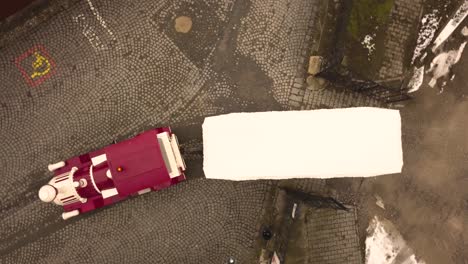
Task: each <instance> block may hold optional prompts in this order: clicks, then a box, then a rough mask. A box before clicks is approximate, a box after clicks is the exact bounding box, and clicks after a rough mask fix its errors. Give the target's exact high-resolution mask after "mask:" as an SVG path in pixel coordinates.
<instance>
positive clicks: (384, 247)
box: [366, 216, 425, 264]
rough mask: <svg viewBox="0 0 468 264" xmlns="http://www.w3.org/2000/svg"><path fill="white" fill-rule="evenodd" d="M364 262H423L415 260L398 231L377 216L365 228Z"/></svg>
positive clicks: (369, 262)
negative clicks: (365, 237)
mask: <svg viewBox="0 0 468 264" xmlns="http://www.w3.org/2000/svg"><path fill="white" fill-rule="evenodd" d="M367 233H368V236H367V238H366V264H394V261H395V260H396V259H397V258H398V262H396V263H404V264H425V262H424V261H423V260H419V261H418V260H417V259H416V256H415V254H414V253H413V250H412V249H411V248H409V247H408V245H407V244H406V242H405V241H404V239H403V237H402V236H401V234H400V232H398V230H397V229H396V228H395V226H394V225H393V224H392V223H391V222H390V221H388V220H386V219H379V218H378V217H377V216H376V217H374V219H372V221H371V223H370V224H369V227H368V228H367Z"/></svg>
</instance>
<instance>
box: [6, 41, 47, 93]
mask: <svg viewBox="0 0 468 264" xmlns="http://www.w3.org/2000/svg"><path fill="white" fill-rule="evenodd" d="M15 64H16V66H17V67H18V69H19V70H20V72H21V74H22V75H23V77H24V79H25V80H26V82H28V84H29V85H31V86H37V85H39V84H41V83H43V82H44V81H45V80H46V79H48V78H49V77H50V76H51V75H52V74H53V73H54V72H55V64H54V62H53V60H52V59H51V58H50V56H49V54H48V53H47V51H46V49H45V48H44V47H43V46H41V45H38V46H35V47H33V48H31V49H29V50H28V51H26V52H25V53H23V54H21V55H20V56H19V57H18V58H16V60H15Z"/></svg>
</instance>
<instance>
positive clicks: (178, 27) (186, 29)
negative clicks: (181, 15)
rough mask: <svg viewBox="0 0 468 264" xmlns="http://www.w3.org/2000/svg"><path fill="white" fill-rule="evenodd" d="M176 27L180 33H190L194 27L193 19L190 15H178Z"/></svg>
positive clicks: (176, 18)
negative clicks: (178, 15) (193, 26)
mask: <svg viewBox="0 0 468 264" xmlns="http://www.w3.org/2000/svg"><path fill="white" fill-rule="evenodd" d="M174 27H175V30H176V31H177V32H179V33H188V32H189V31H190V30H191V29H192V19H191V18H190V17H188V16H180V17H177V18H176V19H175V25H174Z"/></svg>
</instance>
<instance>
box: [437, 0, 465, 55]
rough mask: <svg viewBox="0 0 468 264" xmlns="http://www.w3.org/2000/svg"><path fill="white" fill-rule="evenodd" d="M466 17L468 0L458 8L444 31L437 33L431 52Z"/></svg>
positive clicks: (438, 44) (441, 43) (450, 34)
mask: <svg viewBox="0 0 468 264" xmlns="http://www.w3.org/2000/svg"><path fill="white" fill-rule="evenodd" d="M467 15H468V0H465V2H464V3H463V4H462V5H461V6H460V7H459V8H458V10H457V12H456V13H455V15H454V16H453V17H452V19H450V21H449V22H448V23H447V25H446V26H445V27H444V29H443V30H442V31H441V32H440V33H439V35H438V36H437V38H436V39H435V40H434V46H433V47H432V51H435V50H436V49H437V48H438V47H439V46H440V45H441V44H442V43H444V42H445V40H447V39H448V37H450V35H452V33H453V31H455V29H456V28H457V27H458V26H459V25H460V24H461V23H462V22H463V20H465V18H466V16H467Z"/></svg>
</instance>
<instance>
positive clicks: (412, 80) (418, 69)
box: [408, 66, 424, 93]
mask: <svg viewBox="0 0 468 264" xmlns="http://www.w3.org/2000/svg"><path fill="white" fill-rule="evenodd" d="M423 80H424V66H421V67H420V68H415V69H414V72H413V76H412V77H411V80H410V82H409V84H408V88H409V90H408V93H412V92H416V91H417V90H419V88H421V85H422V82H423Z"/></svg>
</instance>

+--

Your instructions » Each line above should be set down exactly as written, with pictures excluded.

Your solution »
Task: each <instance> block may hold optional prompts in this order: clicks, then a box, then a rough mask. A box before clicks is approximate, a box after clicks is the exact bounding box, and clicks after a rough mask fix its errors. Give the target's exact high-resolution mask after "mask:" as an SVG path in pixel coordinates.
<instance>
positive clicks: (384, 247)
box: [366, 216, 425, 264]
rough mask: <svg viewBox="0 0 468 264" xmlns="http://www.w3.org/2000/svg"><path fill="white" fill-rule="evenodd" d="M364 262H423L415 260L398 231L377 216L365 228Z"/></svg>
positive clicks: (369, 262)
negative clicks: (365, 237)
mask: <svg viewBox="0 0 468 264" xmlns="http://www.w3.org/2000/svg"><path fill="white" fill-rule="evenodd" d="M367 233H368V236H367V238H366V264H394V261H395V260H396V259H397V258H398V262H396V263H404V264H425V262H424V261H423V260H419V261H418V260H417V259H416V256H415V254H414V253H413V250H412V249H411V248H409V247H408V245H407V244H406V242H405V241H404V239H403V237H402V236H401V234H400V232H398V230H397V229H396V228H395V226H394V225H393V224H392V223H391V222H390V221H388V220H386V219H379V218H378V217H377V216H376V217H374V219H372V221H371V223H370V224H369V227H368V228H367Z"/></svg>
</instance>
<instance>
box: [6, 41, 47, 93]
mask: <svg viewBox="0 0 468 264" xmlns="http://www.w3.org/2000/svg"><path fill="white" fill-rule="evenodd" d="M15 64H16V66H17V67H18V69H19V70H20V72H21V74H22V75H23V77H24V79H25V80H26V82H28V84H29V85H31V86H37V85H39V84H41V83H43V82H44V81H45V80H46V79H48V78H49V77H50V76H51V75H52V74H53V73H54V72H55V64H54V62H53V60H52V59H51V58H50V56H49V54H48V53H47V51H46V49H45V48H44V47H43V46H41V45H38V46H35V47H33V48H31V49H29V50H28V51H26V52H25V53H23V54H21V55H20V56H19V57H18V58H16V60H15Z"/></svg>
</instance>
<instance>
positive clicks: (178, 27) (186, 29)
negative clicks: (181, 15)
rough mask: <svg viewBox="0 0 468 264" xmlns="http://www.w3.org/2000/svg"><path fill="white" fill-rule="evenodd" d="M176 27L180 33H190L194 27L193 19L190 15H178Z"/></svg>
positive clicks: (176, 18)
negative clicks: (178, 15) (193, 26)
mask: <svg viewBox="0 0 468 264" xmlns="http://www.w3.org/2000/svg"><path fill="white" fill-rule="evenodd" d="M174 27H175V30H176V31H177V32H179V33H188V32H189V31H190V30H191V29H192V19H191V18H190V17H188V16H180V17H177V18H176V19H175V25H174Z"/></svg>
</instance>
<instance>
box: [437, 0, 465, 55]
rough mask: <svg viewBox="0 0 468 264" xmlns="http://www.w3.org/2000/svg"><path fill="white" fill-rule="evenodd" d="M466 17L468 0L458 8L444 31L437 33L431 52Z"/></svg>
positive clicks: (438, 44) (441, 43) (450, 34)
mask: <svg viewBox="0 0 468 264" xmlns="http://www.w3.org/2000/svg"><path fill="white" fill-rule="evenodd" d="M467 15H468V0H465V2H464V3H463V4H462V5H461V6H460V7H459V8H458V10H457V12H456V13H455V15H454V16H453V17H452V19H450V21H449V22H448V23H447V25H446V26H445V27H444V29H443V30H442V31H441V32H440V33H439V35H438V36H437V38H436V39H435V40H434V46H433V47H432V51H435V50H436V49H437V48H438V47H439V46H440V45H441V44H442V43H444V42H445V40H447V39H448V37H450V35H452V33H453V31H455V29H456V28H457V27H458V26H459V25H460V24H461V23H462V22H463V20H465V18H466V16H467Z"/></svg>
</instance>
<instance>
positive clicks: (412, 80) (418, 69)
box: [408, 66, 424, 93]
mask: <svg viewBox="0 0 468 264" xmlns="http://www.w3.org/2000/svg"><path fill="white" fill-rule="evenodd" d="M423 80H424V66H421V67H420V68H415V69H414V72H413V76H412V77H411V80H410V82H409V84H408V88H409V90H408V93H412V92H416V91H417V90H419V88H421V85H422V82H423Z"/></svg>
</instance>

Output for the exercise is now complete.